> [Data entries]
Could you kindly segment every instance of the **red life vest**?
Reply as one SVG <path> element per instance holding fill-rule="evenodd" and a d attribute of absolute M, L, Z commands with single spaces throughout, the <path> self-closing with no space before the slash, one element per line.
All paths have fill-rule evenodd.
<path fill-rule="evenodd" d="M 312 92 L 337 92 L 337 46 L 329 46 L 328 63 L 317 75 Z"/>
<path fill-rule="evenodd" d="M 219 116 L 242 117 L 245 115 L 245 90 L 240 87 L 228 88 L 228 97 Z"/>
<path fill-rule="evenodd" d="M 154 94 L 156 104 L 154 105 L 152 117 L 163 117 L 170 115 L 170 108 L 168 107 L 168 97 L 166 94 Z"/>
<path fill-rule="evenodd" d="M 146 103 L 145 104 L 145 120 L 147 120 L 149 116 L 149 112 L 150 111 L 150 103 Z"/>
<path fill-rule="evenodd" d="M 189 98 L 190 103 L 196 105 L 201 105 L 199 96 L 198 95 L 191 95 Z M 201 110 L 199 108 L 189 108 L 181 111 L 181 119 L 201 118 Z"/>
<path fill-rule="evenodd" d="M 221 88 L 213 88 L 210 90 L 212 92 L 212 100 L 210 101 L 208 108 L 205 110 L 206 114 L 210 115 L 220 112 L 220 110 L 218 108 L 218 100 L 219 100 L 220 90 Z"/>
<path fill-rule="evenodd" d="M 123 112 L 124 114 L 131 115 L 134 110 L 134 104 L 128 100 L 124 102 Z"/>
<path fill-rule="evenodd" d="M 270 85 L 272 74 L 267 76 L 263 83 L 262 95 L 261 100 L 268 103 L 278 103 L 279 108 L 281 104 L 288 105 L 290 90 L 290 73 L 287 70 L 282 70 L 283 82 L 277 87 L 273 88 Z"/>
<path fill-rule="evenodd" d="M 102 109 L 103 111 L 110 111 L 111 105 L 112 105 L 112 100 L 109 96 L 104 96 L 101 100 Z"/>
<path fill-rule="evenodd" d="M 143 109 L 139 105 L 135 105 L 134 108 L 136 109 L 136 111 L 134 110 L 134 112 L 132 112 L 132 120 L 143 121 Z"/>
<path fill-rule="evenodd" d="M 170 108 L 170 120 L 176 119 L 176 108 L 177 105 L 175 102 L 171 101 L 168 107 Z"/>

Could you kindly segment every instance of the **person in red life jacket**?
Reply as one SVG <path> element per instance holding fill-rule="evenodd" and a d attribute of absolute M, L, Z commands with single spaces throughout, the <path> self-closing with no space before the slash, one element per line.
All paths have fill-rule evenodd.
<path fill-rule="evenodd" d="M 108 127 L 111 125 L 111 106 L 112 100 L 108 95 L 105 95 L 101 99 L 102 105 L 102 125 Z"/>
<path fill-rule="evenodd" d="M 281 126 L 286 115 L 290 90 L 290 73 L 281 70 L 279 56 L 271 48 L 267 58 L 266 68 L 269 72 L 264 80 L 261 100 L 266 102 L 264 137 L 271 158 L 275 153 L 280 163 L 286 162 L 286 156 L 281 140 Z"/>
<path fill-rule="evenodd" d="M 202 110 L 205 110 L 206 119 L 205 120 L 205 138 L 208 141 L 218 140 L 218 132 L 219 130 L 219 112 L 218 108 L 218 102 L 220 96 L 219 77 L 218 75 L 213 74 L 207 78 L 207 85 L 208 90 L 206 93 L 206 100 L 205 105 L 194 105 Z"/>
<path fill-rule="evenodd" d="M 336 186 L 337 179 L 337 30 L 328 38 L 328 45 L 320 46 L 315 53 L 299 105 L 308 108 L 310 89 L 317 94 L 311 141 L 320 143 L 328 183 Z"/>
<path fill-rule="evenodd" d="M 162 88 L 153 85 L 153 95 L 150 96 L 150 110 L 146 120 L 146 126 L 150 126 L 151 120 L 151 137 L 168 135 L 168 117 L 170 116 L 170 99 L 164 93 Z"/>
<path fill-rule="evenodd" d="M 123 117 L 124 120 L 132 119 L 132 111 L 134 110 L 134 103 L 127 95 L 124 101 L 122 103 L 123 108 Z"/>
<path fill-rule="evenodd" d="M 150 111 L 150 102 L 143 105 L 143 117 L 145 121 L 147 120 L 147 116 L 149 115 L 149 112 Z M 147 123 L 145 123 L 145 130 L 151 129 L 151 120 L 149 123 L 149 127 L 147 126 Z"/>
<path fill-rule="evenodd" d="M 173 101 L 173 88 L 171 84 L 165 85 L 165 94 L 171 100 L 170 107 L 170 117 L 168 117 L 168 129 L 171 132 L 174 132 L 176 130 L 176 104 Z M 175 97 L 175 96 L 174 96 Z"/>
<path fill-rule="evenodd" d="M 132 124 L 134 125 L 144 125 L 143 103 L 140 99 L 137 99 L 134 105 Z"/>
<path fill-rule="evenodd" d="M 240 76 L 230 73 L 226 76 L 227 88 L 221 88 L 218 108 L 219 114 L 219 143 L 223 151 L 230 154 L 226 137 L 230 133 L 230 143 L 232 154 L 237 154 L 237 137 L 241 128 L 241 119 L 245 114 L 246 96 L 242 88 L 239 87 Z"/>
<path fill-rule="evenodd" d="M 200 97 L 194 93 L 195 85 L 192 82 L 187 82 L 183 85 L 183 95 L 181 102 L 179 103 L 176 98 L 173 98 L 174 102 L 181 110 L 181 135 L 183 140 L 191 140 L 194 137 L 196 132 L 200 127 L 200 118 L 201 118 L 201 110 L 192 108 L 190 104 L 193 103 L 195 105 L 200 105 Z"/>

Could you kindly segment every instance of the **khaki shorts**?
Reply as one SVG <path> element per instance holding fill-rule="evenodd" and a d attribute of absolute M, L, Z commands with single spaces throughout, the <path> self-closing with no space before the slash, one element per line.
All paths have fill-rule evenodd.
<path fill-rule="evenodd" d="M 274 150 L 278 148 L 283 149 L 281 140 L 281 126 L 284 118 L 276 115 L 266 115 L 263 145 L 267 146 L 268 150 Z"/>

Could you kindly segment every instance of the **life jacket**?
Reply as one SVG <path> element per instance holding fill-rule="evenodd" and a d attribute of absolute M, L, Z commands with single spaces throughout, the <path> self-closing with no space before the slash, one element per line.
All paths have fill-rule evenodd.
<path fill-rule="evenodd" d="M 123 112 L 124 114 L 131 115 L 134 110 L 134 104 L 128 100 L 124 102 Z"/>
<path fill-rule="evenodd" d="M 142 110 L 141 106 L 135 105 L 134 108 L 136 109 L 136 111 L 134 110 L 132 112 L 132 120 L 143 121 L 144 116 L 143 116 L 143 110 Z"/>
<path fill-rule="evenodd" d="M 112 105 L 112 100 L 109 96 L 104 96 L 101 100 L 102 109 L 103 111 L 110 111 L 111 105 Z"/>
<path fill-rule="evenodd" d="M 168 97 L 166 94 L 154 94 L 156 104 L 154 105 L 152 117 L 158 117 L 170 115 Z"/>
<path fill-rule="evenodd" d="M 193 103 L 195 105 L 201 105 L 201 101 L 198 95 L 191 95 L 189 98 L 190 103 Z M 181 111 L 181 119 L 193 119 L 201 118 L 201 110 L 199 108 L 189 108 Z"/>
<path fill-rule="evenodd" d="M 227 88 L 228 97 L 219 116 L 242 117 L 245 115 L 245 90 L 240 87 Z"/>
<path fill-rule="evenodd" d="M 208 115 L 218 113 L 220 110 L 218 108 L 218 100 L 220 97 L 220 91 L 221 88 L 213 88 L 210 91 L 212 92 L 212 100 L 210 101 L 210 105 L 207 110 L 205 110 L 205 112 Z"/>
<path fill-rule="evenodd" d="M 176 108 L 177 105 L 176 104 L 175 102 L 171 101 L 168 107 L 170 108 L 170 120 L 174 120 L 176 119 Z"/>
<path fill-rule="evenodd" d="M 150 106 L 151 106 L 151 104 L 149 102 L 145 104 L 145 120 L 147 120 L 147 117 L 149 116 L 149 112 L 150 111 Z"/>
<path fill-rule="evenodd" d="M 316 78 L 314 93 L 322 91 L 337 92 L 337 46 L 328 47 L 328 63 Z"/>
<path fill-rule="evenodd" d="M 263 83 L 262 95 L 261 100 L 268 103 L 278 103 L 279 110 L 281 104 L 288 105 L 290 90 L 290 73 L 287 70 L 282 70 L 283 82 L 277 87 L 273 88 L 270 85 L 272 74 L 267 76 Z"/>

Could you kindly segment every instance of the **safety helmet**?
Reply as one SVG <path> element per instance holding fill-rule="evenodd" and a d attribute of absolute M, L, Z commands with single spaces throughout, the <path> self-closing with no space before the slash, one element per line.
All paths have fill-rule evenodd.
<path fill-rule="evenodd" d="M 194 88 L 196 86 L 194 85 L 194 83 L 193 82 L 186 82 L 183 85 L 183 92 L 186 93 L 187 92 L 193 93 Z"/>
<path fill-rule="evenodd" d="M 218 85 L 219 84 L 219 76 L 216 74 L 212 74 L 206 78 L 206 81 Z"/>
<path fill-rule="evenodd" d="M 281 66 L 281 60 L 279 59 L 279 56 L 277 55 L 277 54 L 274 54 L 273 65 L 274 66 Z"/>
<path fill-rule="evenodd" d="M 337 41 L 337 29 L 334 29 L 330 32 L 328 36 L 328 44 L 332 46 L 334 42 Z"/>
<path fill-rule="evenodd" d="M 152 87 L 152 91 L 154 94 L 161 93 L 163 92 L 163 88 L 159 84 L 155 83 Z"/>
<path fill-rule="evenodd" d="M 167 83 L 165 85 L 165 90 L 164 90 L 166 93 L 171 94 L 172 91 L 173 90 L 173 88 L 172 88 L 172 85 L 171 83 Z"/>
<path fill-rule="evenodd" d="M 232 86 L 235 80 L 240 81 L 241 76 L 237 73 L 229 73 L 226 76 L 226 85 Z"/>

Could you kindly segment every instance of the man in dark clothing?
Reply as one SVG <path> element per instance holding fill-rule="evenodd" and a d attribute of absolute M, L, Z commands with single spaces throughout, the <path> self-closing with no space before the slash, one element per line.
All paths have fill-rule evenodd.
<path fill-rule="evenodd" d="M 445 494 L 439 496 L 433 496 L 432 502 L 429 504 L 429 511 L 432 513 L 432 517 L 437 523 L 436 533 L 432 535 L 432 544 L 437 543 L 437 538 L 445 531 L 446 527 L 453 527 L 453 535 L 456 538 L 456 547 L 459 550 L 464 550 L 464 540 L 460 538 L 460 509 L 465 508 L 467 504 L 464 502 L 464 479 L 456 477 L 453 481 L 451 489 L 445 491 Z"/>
...
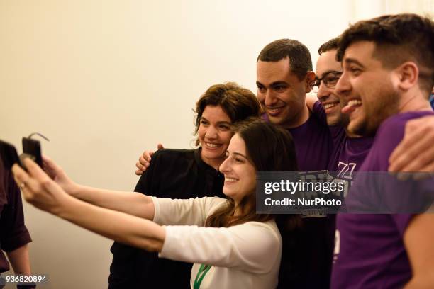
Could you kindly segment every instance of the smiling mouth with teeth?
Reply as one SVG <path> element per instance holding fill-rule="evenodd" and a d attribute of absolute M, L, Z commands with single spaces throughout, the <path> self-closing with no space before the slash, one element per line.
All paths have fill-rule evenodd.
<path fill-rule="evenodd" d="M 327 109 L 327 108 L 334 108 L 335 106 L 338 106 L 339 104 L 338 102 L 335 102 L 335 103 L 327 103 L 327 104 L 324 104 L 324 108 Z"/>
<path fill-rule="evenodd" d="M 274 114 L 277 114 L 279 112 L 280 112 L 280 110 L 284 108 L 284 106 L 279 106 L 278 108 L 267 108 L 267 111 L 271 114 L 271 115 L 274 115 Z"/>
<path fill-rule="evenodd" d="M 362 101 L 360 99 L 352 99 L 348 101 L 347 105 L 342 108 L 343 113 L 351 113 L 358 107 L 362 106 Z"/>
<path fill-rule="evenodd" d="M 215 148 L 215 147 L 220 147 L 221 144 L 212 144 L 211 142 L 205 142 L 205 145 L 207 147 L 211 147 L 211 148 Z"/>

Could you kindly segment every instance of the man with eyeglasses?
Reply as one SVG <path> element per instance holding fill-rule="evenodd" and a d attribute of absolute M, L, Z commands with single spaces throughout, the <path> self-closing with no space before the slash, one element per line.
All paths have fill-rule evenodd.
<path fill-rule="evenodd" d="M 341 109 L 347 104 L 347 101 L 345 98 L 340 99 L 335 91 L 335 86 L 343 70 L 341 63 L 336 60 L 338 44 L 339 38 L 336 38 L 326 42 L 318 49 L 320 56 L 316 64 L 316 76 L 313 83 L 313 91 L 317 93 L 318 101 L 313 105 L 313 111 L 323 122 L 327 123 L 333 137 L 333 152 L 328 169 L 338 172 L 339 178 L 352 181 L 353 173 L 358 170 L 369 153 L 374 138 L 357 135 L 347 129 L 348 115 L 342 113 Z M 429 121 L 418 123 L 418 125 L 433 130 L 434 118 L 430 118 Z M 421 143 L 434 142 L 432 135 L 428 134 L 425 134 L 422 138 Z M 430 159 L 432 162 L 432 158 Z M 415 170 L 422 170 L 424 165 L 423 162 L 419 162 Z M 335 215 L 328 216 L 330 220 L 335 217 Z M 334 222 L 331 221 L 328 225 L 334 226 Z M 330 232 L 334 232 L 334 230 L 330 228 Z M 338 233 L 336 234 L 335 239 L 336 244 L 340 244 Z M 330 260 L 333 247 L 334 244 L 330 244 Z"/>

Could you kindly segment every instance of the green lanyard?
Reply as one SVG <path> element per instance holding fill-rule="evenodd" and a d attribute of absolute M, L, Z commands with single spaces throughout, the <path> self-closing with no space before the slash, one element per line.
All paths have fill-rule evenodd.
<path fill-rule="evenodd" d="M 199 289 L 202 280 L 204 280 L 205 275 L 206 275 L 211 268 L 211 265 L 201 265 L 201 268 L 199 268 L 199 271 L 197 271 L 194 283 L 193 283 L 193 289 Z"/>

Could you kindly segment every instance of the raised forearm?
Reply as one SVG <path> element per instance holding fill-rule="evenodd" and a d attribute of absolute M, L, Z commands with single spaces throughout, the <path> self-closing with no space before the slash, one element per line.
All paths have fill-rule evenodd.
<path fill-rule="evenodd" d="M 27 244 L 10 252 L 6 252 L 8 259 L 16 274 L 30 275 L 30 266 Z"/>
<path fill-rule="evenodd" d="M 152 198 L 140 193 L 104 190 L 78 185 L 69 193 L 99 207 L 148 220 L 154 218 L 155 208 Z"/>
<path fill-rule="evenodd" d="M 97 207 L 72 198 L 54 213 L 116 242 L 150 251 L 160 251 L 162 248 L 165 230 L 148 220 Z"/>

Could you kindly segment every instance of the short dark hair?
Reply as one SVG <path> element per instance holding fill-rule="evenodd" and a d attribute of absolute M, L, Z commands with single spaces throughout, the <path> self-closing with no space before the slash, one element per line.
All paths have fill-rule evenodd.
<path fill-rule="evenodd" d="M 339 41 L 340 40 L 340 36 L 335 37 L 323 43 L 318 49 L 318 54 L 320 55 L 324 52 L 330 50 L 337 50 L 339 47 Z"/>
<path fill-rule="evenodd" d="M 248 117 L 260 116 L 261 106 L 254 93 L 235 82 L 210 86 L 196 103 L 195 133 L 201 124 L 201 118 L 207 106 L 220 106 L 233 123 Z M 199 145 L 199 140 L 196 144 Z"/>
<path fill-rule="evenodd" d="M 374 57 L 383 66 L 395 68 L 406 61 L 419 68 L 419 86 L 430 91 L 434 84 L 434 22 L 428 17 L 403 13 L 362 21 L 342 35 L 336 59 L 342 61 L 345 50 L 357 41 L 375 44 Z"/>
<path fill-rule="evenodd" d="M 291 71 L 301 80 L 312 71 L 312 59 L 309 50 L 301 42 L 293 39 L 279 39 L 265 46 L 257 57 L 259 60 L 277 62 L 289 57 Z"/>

> [Task description] Please edit the records from the line that has "Could you kindly segment every instance of the green" through the line that has "199 289 L 202" by replacing "green lanyard" with "blue lanyard". Give back only those lines, with everything else unchanged.

> [Output]
Could you kindly segment every instance of the blue lanyard?
Reply as one SVG <path> element per instance holding fill-rule="evenodd" and a d attribute of absolute M, L, Z commands with single spaces throughout, the <path> self-closing with no space before the slash, one element per line.
All paths have fill-rule evenodd.
<path fill-rule="evenodd" d="M 199 289 L 202 280 L 204 280 L 205 275 L 206 275 L 211 268 L 211 265 L 201 265 L 201 268 L 199 268 L 199 271 L 197 271 L 194 283 L 193 283 L 193 289 Z"/>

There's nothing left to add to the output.